Please pull out every line of the data below that contains the word "positive" and copy each one. Case counts.

Records provided
▬▬▬▬▬▬▬▬▬▬
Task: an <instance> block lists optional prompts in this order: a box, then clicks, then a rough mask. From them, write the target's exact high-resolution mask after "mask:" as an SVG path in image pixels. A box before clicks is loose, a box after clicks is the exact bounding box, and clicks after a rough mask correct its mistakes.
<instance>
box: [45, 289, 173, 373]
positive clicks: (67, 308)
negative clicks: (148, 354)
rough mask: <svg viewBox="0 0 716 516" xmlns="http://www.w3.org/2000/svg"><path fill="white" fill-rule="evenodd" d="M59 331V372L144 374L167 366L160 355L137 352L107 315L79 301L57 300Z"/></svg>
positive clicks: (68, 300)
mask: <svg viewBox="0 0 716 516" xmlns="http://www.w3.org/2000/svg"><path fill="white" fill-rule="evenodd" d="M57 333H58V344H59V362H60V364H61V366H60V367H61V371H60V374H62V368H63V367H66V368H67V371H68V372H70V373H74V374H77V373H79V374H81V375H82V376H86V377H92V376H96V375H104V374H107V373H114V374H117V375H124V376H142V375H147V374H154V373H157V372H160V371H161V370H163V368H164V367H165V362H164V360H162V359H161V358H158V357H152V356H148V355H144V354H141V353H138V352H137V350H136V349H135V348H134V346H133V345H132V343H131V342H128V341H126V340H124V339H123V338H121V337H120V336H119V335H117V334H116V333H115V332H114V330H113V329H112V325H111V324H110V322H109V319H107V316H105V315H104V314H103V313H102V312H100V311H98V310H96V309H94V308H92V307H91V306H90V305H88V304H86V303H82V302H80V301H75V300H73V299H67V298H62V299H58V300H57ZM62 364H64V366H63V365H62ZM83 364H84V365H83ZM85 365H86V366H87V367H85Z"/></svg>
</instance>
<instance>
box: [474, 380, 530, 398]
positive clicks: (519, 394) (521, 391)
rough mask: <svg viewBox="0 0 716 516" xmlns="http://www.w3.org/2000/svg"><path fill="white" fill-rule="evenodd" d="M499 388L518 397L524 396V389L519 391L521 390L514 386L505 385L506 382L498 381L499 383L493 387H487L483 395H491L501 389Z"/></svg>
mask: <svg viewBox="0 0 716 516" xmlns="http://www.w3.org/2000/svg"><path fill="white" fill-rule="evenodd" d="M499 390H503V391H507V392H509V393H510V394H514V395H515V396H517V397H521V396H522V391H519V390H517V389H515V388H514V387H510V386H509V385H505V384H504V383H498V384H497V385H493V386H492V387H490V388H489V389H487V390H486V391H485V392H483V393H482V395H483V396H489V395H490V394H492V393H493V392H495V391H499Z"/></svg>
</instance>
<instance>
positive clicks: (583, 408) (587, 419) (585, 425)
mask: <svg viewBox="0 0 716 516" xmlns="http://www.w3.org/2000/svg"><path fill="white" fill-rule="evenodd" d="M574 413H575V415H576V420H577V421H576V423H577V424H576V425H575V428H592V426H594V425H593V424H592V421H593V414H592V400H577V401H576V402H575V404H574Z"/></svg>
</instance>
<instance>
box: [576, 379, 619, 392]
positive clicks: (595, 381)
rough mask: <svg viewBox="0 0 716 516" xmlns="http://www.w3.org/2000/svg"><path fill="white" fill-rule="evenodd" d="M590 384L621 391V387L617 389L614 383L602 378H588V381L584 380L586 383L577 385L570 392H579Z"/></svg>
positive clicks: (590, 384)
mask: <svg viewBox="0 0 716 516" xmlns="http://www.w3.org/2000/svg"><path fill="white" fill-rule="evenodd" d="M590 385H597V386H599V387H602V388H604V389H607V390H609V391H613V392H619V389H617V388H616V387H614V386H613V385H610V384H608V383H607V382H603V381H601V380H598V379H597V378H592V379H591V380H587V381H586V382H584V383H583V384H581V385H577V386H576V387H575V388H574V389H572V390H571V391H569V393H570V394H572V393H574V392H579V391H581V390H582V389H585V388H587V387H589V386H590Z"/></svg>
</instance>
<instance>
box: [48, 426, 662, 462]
▬▬▬▬▬▬▬▬▬▬
Expected answer
positive clicks: (67, 308)
positive clicks: (68, 300)
positive clicks: (519, 394) (521, 391)
positive clicks: (583, 408) (587, 419) (585, 425)
positive clicks: (595, 381)
positive clicks: (590, 384)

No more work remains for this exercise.